» Exercise prompt
Some lines of the records below include the word "people". Report how many, and write nothing besides the number.

» Data supplied

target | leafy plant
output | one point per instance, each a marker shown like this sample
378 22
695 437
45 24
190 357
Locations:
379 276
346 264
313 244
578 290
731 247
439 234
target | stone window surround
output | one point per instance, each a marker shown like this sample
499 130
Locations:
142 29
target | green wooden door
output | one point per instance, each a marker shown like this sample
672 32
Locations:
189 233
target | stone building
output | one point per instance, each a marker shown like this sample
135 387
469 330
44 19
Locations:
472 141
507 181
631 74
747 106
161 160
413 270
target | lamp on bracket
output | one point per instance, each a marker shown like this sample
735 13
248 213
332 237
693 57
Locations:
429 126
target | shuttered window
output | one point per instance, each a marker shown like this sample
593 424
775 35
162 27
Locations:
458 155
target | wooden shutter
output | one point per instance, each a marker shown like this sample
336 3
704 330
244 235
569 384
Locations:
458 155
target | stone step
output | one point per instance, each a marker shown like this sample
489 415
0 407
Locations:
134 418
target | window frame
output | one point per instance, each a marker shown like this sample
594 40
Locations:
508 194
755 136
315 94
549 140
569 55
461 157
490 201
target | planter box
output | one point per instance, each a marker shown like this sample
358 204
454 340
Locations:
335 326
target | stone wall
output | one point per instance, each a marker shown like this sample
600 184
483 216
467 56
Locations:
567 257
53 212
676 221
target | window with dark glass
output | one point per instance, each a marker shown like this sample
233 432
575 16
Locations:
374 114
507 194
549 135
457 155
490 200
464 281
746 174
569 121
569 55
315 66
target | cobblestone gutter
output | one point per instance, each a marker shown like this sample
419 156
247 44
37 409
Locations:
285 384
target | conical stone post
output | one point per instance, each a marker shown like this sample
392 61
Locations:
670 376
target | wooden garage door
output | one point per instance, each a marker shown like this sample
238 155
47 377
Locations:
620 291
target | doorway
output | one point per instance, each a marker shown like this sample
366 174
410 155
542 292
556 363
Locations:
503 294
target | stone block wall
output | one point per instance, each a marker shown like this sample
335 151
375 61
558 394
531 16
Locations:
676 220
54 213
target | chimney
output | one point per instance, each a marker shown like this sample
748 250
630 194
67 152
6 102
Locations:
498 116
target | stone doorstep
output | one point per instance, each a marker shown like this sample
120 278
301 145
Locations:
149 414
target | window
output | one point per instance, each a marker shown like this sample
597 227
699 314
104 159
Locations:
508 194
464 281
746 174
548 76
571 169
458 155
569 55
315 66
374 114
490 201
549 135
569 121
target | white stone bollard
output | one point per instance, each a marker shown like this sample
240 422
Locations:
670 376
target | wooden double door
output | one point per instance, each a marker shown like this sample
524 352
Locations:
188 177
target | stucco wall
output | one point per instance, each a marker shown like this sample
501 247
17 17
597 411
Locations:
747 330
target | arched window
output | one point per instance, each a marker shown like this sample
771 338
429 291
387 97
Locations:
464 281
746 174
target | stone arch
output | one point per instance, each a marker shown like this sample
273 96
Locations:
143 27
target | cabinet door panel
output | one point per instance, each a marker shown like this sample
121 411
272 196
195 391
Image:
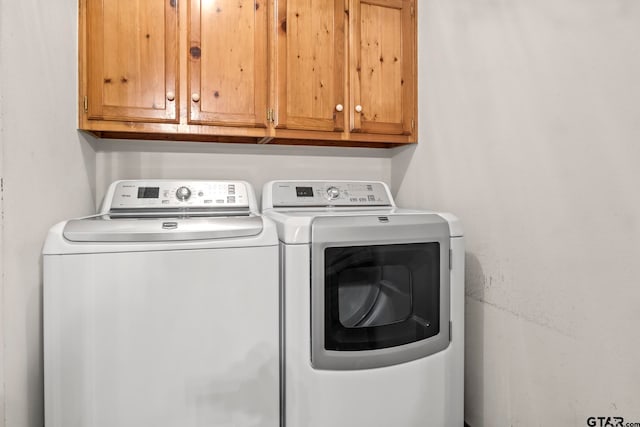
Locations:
310 64
383 71
228 70
132 60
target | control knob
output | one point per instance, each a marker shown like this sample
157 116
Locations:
333 193
183 193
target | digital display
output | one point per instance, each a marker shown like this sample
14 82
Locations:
148 192
304 191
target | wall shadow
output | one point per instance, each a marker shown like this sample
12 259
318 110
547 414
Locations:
474 398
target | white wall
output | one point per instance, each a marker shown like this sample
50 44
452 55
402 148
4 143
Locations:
48 172
530 133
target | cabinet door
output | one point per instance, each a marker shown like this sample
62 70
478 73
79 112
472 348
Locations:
228 69
383 57
131 60
310 65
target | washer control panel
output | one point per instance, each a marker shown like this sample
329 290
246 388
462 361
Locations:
313 193
160 194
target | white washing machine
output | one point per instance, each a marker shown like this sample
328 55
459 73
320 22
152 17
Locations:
162 310
372 297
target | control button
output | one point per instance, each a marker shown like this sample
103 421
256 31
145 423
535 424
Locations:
183 193
333 193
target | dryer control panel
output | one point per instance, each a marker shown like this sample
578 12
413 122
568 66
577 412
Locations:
328 193
159 194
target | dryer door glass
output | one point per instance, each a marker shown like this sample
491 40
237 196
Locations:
381 296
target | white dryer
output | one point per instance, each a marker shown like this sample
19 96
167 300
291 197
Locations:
373 303
162 310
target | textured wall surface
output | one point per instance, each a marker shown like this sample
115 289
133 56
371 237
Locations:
529 131
48 175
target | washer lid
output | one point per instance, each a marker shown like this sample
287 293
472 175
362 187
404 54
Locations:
105 229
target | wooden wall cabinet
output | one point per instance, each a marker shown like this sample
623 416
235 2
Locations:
312 72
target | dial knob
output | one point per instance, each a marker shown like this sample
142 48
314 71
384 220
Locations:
183 193
333 193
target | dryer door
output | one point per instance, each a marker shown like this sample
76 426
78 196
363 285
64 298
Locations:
380 290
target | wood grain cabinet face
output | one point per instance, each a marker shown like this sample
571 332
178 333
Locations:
383 78
131 60
227 62
310 64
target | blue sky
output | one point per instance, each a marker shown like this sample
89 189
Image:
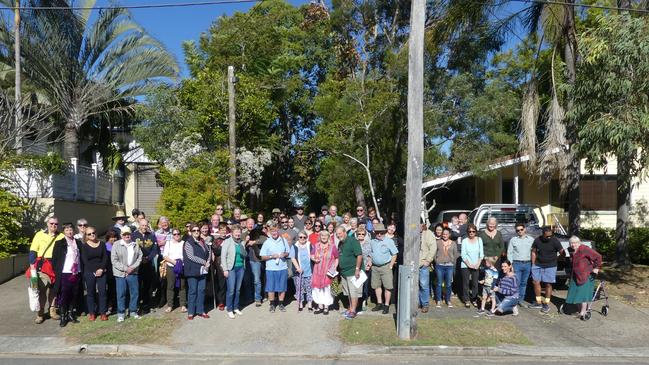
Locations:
172 26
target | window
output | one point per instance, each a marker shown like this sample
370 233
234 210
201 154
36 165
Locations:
598 192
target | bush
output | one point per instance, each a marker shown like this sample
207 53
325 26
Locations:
605 243
190 195
12 210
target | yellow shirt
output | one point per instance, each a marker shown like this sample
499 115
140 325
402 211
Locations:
41 241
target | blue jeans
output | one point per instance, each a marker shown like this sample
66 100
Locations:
129 283
505 304
424 286
235 276
195 295
444 275
255 267
522 270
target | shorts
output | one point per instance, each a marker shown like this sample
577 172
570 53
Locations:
276 281
350 289
546 275
487 291
382 275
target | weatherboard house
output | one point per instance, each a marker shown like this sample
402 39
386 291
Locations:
509 181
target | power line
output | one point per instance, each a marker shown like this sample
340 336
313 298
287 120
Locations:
604 7
140 6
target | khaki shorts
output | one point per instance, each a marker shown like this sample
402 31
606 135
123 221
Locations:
350 289
382 275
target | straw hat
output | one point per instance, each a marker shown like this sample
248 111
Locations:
120 215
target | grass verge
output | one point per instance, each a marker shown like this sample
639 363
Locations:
433 332
629 285
148 329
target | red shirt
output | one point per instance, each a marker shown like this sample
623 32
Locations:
584 260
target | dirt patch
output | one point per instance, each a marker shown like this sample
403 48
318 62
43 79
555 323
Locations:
628 285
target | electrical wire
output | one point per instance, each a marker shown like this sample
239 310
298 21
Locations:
593 6
136 6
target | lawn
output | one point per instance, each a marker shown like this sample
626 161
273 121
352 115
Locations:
373 330
148 329
629 285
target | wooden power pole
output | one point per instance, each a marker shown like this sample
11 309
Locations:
415 157
232 186
18 90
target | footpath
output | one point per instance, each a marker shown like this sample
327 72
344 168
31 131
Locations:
623 333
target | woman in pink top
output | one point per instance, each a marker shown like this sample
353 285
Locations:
324 255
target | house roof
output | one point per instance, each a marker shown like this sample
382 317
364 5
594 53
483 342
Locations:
136 154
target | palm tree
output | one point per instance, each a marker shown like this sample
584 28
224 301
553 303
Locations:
556 25
86 70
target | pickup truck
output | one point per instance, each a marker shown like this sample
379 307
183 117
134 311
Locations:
532 216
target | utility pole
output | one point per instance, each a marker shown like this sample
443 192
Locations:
233 138
408 328
17 87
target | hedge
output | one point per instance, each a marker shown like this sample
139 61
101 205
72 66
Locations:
605 243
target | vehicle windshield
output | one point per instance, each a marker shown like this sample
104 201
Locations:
510 216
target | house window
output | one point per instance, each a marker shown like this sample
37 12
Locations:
598 192
508 191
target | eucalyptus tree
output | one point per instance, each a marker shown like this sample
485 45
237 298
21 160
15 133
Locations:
86 69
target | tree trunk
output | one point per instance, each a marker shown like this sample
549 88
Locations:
360 196
574 166
71 141
624 189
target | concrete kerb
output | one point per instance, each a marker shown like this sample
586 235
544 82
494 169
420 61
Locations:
41 346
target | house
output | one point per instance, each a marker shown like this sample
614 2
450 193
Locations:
142 189
509 180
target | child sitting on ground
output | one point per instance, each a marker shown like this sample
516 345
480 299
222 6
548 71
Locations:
490 279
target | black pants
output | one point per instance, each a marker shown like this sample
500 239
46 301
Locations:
94 285
221 283
147 279
470 282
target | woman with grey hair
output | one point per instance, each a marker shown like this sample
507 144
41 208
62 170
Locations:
585 262
82 225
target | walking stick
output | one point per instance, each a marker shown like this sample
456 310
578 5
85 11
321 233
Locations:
299 292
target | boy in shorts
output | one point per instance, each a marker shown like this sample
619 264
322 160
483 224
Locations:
490 279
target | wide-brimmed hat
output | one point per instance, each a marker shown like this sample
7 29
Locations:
120 215
379 227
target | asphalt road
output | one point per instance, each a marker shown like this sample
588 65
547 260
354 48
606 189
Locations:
374 360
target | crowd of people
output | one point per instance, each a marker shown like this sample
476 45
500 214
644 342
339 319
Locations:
322 261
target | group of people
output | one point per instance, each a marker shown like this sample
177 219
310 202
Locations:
497 272
321 260
136 268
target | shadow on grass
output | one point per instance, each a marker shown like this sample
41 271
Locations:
148 329
381 331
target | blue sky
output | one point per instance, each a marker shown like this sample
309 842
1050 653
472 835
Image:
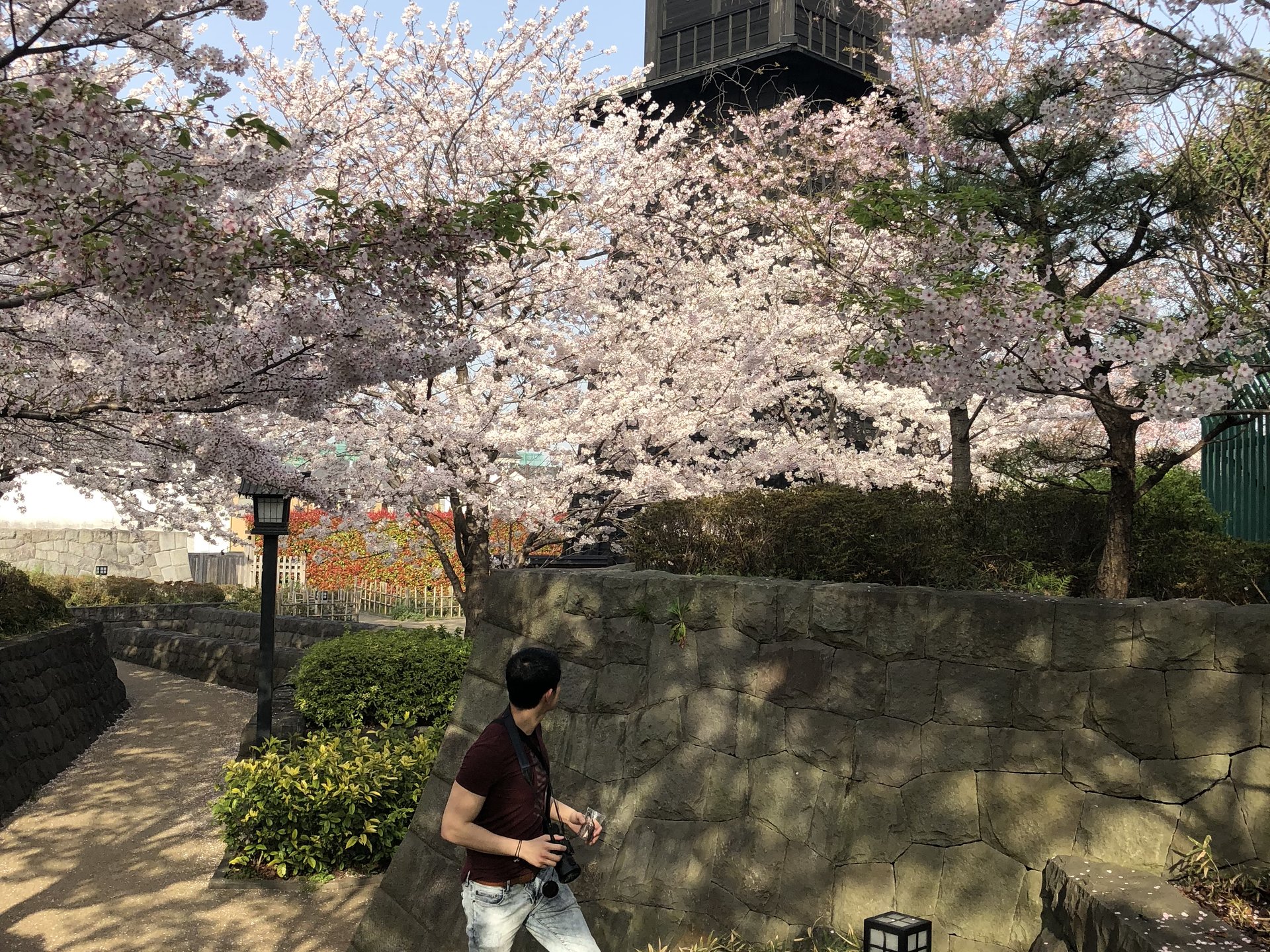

» Solution for this task
2